New Hampshire: Casino Gambling Regulatory Structure Discussed


Casino Gambling Regulatory Structure Discussed

Gaming Regulatory Oversight Authority hears testimony about the role of current, new regulating authorities.
Gaming Regulatory Oversight Authority met on Sept. 12, 2013. Credit: Tony Schinella


A committee eyeing regulation structure of expanded gaming in New Hampshire heard testimony from consultants to the industry, charity interests, and state representatives about the role of current or potential new commissions should have.

Gaming Regulatory Oversight Authority met on Sept. 12, and analyzed regulatory structures if a casino proposal ever moves forward. The discussion mostly centered upon whether a new regulatory body should be considered or whether existing structures could handle regulation.

Some advocated having the current gaming regulatory bodies, including the lottery commission, control oversight structure while others said a new commission would be needed, mostly pointing to the competitive nature the lottery commission has with charity gaming.

State Rep. Katherine Rogers, D-Concord, who worked on the joint committee analyzing the casino bill during the last session, said during the subcommittee work on regulation, the committee gathered a lot of information about structures in other states. That led her to the conclusion that the lottery should handle oversight.

“History, I think, is our best guide,” she said. “Our lottery commission, which is the first in the country, has been in existence for over 50 years, has never had any scandal or any questionable behavior.”

Rogers added that a new structure would be “untested."

Patrick Moore and Rich Labrocca of Game Laboratories International, a company that certifies and audits products offered in about 450 gambling jurisdictions, said that technology was advancing so fast that whatever was decided, information was available for any level of structural oversight, auditing, and could even warn gamblers when they were playing too much.

“Each game is almost like having its own security system within it,” Moore said.

Labrocca added that the state could have entities focused on both enforcement and revenue collections and be at the same table even though they had opposing views of what needed to be accomplished with gaming.

Ed Callahan, president of Rockingham Ventures Inc., called himself “the most investigated individual in the state,” noting that each year, he goes through numerous background checks, fingerprinting, and various licenses procedures, producing hundreds of pages of documents to regulators. He said the lottery was “a tremendous asset” and added that commonalities between current structures should be built upon. However, Callahan also said that the current structures were not enough to regulate a new casino.

“There’s a lot of commonalities between charitable gaming and what might happen if proposed casino legislation passed,” he said. “Whatever type of casino or slot parlor or whatever type of gaming, the Legislature ultimately decides what would be appropriate for this state.”

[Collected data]
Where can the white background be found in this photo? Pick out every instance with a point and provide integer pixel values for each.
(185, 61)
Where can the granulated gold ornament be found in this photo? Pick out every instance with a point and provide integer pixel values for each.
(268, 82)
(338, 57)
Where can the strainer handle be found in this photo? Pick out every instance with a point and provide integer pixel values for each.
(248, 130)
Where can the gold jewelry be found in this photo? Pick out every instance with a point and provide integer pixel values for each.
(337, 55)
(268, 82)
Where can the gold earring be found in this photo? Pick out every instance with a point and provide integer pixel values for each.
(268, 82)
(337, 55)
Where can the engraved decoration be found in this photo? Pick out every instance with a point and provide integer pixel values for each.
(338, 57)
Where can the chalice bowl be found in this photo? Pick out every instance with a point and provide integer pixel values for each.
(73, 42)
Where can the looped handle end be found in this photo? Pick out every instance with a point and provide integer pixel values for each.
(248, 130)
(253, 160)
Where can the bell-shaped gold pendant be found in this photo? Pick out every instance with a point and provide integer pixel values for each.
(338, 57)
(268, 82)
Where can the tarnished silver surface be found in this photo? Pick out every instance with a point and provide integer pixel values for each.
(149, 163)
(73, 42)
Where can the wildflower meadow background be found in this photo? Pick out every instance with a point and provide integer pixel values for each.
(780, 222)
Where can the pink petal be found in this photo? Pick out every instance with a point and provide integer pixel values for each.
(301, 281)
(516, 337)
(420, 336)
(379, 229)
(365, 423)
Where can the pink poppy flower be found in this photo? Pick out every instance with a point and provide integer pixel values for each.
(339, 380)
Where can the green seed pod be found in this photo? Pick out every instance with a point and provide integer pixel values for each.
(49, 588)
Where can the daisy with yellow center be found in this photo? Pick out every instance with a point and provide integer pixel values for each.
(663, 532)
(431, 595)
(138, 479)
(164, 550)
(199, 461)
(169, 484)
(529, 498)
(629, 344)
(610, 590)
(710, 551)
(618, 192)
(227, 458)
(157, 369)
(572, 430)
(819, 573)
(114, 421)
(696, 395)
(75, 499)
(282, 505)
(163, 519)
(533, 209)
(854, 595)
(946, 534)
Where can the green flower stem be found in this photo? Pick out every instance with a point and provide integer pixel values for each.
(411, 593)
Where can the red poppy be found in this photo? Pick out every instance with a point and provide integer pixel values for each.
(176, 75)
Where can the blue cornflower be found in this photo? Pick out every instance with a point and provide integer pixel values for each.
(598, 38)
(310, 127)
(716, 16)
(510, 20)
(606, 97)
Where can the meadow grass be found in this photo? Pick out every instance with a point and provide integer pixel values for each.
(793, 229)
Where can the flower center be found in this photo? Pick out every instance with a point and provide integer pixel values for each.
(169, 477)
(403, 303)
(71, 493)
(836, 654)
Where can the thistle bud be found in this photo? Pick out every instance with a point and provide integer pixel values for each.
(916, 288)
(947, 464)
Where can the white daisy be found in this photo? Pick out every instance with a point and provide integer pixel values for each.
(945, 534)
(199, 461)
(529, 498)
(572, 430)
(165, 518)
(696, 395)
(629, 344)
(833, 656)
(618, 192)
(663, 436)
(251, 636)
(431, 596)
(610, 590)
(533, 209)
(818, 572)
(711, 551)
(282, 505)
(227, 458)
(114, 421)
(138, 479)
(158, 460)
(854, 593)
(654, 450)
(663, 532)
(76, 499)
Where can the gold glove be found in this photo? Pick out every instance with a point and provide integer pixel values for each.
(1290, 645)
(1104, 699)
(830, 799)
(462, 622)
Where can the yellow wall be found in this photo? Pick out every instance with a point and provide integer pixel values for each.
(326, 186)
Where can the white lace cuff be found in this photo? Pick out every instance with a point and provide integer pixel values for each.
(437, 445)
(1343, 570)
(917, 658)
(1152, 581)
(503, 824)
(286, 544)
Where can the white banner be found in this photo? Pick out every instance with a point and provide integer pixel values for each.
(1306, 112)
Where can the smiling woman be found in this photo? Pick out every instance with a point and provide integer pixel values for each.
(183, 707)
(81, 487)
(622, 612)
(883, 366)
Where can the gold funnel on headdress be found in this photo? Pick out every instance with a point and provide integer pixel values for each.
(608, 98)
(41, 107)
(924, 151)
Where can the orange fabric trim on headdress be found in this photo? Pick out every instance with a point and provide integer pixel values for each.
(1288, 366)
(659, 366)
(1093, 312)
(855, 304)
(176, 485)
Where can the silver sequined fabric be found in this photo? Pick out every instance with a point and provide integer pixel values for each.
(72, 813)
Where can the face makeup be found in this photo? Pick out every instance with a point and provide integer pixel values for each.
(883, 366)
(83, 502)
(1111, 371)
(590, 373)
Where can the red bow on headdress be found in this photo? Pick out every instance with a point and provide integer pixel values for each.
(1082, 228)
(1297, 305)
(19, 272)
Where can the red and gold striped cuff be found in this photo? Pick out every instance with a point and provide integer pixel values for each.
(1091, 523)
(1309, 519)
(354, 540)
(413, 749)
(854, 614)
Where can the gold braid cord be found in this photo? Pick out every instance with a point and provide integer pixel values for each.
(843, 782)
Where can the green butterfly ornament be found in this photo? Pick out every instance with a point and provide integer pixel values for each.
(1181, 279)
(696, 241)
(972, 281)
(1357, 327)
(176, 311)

◆ TASKS:
#1 Please reproduce the stretch of the article from "Rogers added that" through "accomplished with gaming.", word for word.
#2 Write out the stretch of the records from the line containing "Where can the gold braid" through the last line of the records, without any changes.
The article and the records have no connection to each other.

◆ SOLVED PROBLEMS:
#1
Rogers added that a new structure would be “untested."

Patrick Moore and Rich Labrocca of Game Laboratories International, a company that certifies and audits products offered in about 450 gambling jurisdictions, said that technology was advancing so fast that whatever was decided, information was available for any level of structural oversight, auditing, and could even warn gamblers when they were playing too much.

“Each game is almost like having its own security system within it,” Moore said.

Labrocca added that the state could have entities focused on both enforcement and revenue collections and be at the same table even though they had opposing views of what needed to be accomplished with gaming.

#2
Where can the gold braid cord be found in this photo? Pick out every instance with a point and provide integer pixel values for each.
(843, 782)
Where can the green butterfly ornament be found in this photo? Pick out every instance with a point and provide integer pixel values for each.
(1181, 279)
(696, 241)
(972, 281)
(1357, 327)
(176, 311)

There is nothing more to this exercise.